- EXERCISE PROMPT -
Among the entries below, how many lines include the string "each"? Answer with only the number.

- PROVIDED ENTRIES -
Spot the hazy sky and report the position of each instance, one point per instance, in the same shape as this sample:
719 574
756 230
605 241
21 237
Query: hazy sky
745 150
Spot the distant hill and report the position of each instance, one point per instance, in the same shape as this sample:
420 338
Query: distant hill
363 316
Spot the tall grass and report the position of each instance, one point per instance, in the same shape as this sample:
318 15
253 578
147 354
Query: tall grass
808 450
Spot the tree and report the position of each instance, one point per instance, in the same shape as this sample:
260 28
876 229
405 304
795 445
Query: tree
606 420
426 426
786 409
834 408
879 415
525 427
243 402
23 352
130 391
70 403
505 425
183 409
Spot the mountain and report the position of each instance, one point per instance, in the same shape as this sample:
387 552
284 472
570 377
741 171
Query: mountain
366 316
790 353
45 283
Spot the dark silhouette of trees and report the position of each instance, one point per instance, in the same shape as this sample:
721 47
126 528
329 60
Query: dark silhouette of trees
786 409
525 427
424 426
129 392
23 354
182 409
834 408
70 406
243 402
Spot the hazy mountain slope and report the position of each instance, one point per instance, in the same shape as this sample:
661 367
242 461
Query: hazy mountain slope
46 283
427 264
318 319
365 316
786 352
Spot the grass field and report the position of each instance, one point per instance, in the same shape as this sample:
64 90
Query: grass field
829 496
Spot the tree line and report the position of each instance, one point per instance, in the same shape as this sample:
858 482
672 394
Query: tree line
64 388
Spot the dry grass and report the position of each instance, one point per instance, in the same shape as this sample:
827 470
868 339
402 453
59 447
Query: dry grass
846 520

- EXERCISE OUTPUT -
10